I am fortunate enough to work at a veterinary teaching hospital that is involved in some awesome research, both clinical and benchtop. There is a lot of collaborative research among specialties, which drive the research forward providing new information
to the field of veterinary science. Veterinary specialists provide advanced diagnostics and treatments to pets now, that are akin to human medicine, further evolving the way veterinary medicine is seen and practiced.
What do you consider one of your career successes? How did you achieve it?
My greatest career success is becoming a Board-Certified specialist in small animal internal medicine. I faced many challenges in achieving this accreditation, having to move to a different country, culture, the pandemic and more. I would say that
my residency program and mentors were the most influential in me becoming Board-certified and providing me with everything I needed to be a successful internist.
What do you consider a challenge you’ve faced in your career? How did you overcome it?
I think that coming from another country and getting into an internship and a residency was the biggest hurdle. There are not many of programs
that enroll people from outside of the US. My determination to become a specialist and persistence played a big role in overcoming these challenges.
"The trust from the students and public, due to our unique position as being leaders, puts added responsibility on specialists to keep driving this profession forward: with novel research, improved patient care, teaching and scholarship."
When it comes to increasing diversity in veterinary specialty medicine, what kind of resources or changes would you like to see from the ACVIM and/or similar organizations?
This is a question I have encountered a lot since moving to the USA. I come from a country that is incredibly diverse, so forgive me as I still have to wrap my ahead around this concept properly. I would say though, the challenges for me as a non-US citizen are opportunities for research, funding, fellowships and even jobs are limited due to work VISA issues. The challenge for international applicants to get placements in internships and residencies is another issue faced by non-US citizens. So, I guess international diversity is lacking due to these limitations. Therefore, providing pathways for international applicants to becoming Board-certified specialists can be a way to allow top talent to achieve their goals.

WORK TASK 1:
Answer from the interview with the veterinary specialist:
(a) In which field is the interviewee Board-certified?
(b) What does the interviewee call the biggest hurdle of their career?
(c) What limits jobs and funding for non-US citizens, according to the interviewee?
WORK TASK 2:
Decide whether each statement agrees with the veterinary specialist interview. Answer yes or no, and quote the words that decide it.
(a) The interviewee works at a veterinary teaching hospital.
(b) Many programs enroll people from outside the US.
(c) The interviewee names the residency program and mentors as the greatest influence on becoming Board-certified.
WORK TASK 3:
Extend the veterinary specialist interview past its final sentence, keeping its question-and-answer form.
The data that follows plays no part in these tasks.

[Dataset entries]

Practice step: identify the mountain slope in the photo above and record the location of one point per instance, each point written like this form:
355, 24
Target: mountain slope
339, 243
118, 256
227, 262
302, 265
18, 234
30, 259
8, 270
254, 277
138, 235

WRITTEN REPLY 1:
(a) Small animal internal medicine.
(b) Coming from another country and getting into an internship and a residency.
(c) Work VISA issues.

WRITTEN REPLY 2:
(a) Yes: "I am fortunate enough to work at a veterinary teaching hospital"
(b) No: "There are not many of programs that enroll people from outside of the US."
(c) Yes: "my residency program and mentors were the most influential in me becoming Board-certified"

WRITTEN REPLY 3:
Since becoming a Diplomate last year, how has your perspective as a veterinarian changed?
Now that I am a Diplomate, the responsibility to pass on knowledge, as well as contribute new knowledge to the field of veterinary medicine
is something that I have wholeheartedly accepted. The trust from the students and public, due to our unique position as being leaders, puts added responsibility on specialists to keep driving this profession forward: with novel research, improved
patient care, teaching and scholarship.
What advice do you have for those aspiring to become Diplomates?
I might have said it before, but keep on your own path to success, everyone is not the same. Make connections
and choose people that are on your side, who will encourage you to be the best version of yourself, as a person and specialist (I was lucky to have those in my mentors and my residency). Remember to enjoy the journey and make meaningful connections
with people around you, as those will influence the type of Diplomate you will become! Lastly, even though you are a specialist in your given field, feel free to branch out and try different things as this profession is incredibly diverse (I have
done some incredible charity and wildlife conservation work also).
Finally, what is something unique about your career, or career path?
My career path has not been typical, since my
DVM degree is not from the US. I worked in the teaching hospital in my country for 5 years before pursing specialization. In my experience, this taught me a lot about life, how to be a veterinarian and handle difficult situations. I was incredibly
lucky to have the most supportive mentors and an amazing residency experience, which has inspired me to give the same energy back to future trainees. I believe that I am the first Diplomate ACVIM (SAIM) from my tiny country. I am proud of my journey,
and I hope the rest of it is just as amazing!